RECORDS SHOWN: Begin
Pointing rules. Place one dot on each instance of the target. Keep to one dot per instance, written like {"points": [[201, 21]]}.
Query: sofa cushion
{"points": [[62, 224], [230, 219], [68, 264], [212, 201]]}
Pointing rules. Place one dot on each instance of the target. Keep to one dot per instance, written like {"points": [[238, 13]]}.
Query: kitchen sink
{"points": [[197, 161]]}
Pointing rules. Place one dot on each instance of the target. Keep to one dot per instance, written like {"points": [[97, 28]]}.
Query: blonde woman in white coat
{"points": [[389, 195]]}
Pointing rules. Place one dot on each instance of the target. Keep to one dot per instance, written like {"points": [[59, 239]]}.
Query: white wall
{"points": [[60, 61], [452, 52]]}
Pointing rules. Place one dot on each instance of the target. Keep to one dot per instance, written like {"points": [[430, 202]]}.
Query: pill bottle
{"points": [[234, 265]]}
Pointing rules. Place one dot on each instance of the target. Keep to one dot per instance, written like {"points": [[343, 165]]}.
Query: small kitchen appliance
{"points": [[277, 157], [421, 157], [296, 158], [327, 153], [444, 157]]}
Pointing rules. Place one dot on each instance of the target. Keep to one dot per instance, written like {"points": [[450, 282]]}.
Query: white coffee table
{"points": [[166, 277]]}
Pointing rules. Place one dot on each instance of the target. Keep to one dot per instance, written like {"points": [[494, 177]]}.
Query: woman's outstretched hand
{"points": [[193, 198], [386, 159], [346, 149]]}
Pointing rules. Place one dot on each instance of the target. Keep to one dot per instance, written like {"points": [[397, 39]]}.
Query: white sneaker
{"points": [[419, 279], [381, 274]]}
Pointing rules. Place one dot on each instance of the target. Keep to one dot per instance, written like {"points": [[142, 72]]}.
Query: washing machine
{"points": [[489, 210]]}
RECORDS SHOWN: End
» **TASK**
In the records above, locate every line with the string "written" and copy it.

» **EXERCISE RESPONSE**
Pointing rules. Place one dot on each instance of the target. Keep to one dot per instance, written like {"points": [[201, 21]]}.
Pointing rules. Place one dot on each instance of the target. Keep to one dot per instance, written like {"points": [[238, 13]]}.
Pointing rules. Place one dot on each instance of the target. Keep to one dot per instance, written like {"points": [[97, 28]]}.
Pointing rules. Place one dot on each instance of the target. Keep to one dot per instance, written like {"points": [[59, 239]]}.
Pointing rules. Place one dot on each instance of the target. Keep to one dot per instance, written like {"points": [[430, 202]]}.
Pointing rules. Place one dot on each instance of the target. Keep to one dot per instance, written like {"points": [[343, 165]]}.
Pointing rules. Place one dot on each instance of the target. Keep to one dot per instance, written like {"points": [[450, 282]]}.
Pointing rules. Place one dot on each instance of the target. Keep to one dot per instance, written like {"points": [[494, 177]]}.
Pointing rules. Place one dot on each instance of the target. Keep to one dot per instance, written like {"points": [[397, 39]]}.
Pointing rules. Place one dot on each instance of the target. Keep to one dot per instance, written like {"points": [[142, 72]]}.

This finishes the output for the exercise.